How to complete this task
Can you copy out the data exactly? Leave the images out.
(Data shown begins)
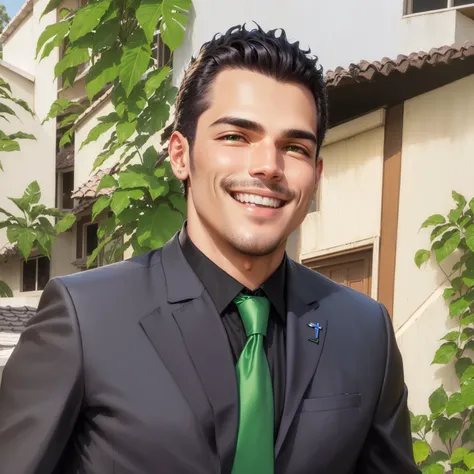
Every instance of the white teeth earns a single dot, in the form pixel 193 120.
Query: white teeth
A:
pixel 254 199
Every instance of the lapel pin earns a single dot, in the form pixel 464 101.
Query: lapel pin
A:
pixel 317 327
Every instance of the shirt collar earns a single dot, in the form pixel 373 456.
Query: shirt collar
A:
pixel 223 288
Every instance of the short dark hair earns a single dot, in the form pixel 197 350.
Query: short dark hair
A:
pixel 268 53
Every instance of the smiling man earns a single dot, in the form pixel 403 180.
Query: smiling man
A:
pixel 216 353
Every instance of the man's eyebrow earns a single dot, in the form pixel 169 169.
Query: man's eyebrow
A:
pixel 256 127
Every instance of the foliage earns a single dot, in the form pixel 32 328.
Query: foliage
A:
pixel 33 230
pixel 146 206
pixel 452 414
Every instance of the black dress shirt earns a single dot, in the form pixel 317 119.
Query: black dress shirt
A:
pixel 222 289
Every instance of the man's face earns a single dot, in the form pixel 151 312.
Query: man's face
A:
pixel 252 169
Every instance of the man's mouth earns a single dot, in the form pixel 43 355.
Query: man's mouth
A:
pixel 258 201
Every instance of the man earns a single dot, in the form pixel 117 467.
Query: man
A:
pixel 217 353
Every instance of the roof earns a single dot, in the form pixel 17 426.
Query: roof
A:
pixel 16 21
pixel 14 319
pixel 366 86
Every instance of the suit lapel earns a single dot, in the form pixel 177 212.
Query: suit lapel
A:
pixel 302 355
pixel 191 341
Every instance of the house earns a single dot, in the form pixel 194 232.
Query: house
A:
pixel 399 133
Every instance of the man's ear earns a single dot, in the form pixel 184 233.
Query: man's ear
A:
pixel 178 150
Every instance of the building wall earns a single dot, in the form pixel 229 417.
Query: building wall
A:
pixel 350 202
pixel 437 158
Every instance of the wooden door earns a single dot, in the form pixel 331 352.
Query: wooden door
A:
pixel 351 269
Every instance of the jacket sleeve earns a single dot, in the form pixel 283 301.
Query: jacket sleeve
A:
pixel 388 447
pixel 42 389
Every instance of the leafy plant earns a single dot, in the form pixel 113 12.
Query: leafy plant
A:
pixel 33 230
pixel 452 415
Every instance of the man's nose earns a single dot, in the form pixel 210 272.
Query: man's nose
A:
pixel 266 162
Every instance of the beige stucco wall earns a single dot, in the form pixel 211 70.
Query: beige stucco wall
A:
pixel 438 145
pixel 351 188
(Data shown ends)
Response to this exercise
Every instance of the white teeth earns a single dot, in the form pixel 193 120.
Query: white teeth
A:
pixel 254 199
Every instance of the lapel pin earns a single dot, in the form pixel 464 101.
Query: lapel pin
A:
pixel 317 327
Every instance of the shirt collar earns a single dot, in the form pixel 373 456.
Query: shirt collar
A:
pixel 223 288
Every instance of the short dark hair earns a single dot, in the form pixel 197 350.
Query: short dark hair
A:
pixel 268 53
Every instance of the smiling man earns a single dot, in the form pixel 403 180.
Query: smiling man
A:
pixel 216 353
Every instance of the man's eyebrow earns a single dot, in the form pixel 169 169.
Query: man's eyebrow
A:
pixel 256 127
Every instance of the foliage earns a single dot, in the form pixel 32 328.
Query: foliage
A:
pixel 33 230
pixel 146 206
pixel 452 414
Every instance of the black dress shirt earns a single dot, in the form pixel 317 119.
Query: black dress shirt
A:
pixel 222 289
Every instance of the man's face earns a single dot, in the form pixel 151 312.
Query: man's face
A:
pixel 252 169
Every instance of the man's mouth earns a single dot, in the form pixel 43 355.
Query: man's mouth
A:
pixel 258 201
Every instance of the man earns a single dot, in the form pixel 117 467.
Query: man
A:
pixel 217 353
Every instance of the roof earns a single dot, in the form pixel 17 426.
Query: roof
A:
pixel 16 21
pixel 14 319
pixel 366 86
Every instance of the suit lapel earns a single dot, in the form pixel 177 212.
Query: suit lapel
A:
pixel 302 355
pixel 191 341
Every instance of the house earns a single dot, in the form pixel 194 232.
Query: house
A:
pixel 399 133
Every instance of the man's ear earns a single dot, in the form pixel 184 233.
Query: man's ear
A:
pixel 178 150
Every instance of the building wall earns a single dot, in the form pixel 229 417.
Query: building wall
A:
pixel 350 202
pixel 437 158
Every instance of the wooden door earns a single dot, in the form pixel 331 352.
Query: wooden door
A:
pixel 351 269
Every instance of the jacket sleeve earns a single dot, in the form pixel 283 301.
Query: jacket sleeve
A:
pixel 388 447
pixel 42 389
Every instance of the leafy plant earns a single dot, in the form pixel 113 12.
Query: leafy plant
A:
pixel 33 230
pixel 452 415
Every instance of the man's nose earns a single dot, in the form pixel 210 272.
Query: man's nose
A:
pixel 266 162
Every instance of the beige stucco wall earns a single dot, in the form pixel 211 70.
Query: beige stucco wall
A:
pixel 438 145
pixel 351 188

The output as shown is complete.